TEXT PROVIDED:
↓↓↓
Sunday, March 15, 2009

The Recovery

The recovery process was okay. I didn't believe in not eating certain things because they supposedly delay recovery, or eating a lot of certain other things because they speed it up. I just ate what I bloody well felt like eating. On the second day after surgery, I had a craving for 'kuey teow kerang' which my hubby not so regretfully substituted with 'kuey teow udang'. I ate that heartily. I also took eggs, even gladly accepted my next bed neighbour offer of her half-boil.

I remember when I was recuperating from my DIEP-flap at the plastic surgery ward in 2007, the help who delivered our breakfast whispered to me, good intentionally mind you..."I put these eggs here because they tell me too. Don't eat them if you want to heal quickly. They are not good if you just had an operation. They will leave puss and blood that'll look worse than a diabetic foot". Her eyes pitily wandered over the two tubes than came out of my right breast and the other two from my tummy. I bet she gave that advice to everyone in the ward because I sure could see two uneaten eggs on every tray, except mine.
↑↑↑
EXCERPTED RECORDS:
↓↓↓
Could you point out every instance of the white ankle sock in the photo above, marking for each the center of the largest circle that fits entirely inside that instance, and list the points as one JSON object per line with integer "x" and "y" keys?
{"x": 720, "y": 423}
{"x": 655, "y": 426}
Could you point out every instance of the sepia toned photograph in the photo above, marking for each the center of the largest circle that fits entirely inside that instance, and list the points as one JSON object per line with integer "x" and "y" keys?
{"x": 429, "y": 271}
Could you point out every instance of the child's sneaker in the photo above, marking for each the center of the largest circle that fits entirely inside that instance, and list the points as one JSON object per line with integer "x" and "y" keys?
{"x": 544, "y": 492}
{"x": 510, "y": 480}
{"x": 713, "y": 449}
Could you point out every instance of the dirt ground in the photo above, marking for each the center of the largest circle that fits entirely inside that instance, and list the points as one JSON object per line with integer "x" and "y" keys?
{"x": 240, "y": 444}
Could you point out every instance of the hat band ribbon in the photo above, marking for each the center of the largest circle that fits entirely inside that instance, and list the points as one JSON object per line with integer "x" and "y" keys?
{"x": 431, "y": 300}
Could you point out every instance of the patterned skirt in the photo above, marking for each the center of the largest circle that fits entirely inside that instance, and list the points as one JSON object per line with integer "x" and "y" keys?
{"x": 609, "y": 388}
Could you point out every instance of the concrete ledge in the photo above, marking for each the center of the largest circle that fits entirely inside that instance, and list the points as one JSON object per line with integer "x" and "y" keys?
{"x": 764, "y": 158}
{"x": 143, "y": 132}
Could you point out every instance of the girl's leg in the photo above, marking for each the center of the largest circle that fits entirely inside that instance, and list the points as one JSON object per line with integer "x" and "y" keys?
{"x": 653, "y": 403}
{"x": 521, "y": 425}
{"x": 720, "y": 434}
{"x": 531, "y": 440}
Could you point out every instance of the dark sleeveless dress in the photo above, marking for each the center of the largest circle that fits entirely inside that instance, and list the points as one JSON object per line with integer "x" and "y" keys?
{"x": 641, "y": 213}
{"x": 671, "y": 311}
↑↑↑
↓↓↓
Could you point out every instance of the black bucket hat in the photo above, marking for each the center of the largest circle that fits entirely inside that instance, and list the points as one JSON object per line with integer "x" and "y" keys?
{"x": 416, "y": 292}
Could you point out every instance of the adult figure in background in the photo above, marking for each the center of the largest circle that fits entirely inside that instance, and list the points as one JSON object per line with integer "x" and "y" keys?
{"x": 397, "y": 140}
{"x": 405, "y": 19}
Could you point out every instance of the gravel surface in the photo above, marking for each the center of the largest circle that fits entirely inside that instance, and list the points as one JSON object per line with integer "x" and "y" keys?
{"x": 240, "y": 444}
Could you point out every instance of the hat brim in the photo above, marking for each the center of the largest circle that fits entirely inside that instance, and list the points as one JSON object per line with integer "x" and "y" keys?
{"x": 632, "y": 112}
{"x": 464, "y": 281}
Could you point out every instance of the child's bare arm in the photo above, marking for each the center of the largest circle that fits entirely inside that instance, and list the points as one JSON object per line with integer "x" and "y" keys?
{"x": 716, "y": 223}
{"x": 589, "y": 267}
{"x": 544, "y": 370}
↑↑↑
↓↓↓
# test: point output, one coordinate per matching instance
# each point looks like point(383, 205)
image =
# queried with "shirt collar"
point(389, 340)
↑↑↑
WHAT YOU WILL DO:
A – In the recovery post, what dish did the writer crave on the second day after surgery?
B – Print the part of the recovery post starting at "The recovery process" and ending at "of her half-boil.".
Use only the recovery post as your source.

RESULTS BY TASK:
A – The writer craved 'kuey teow kerang'.

B –
The recovery process was okay. I didn't believe in not eating certain things because they supposedly delay recovery, or eating a lot of certain other things because they speed it up. I just ate what I bloody well felt like eating. On the second day after surgery, I had a craving for 'kuey teow kerang' which my hubby not so regretfully substituted with 'kuey teow udang'. I ate that heartily. I also took eggs, even gladly accepted my next bed neighbour offer of her half-boil.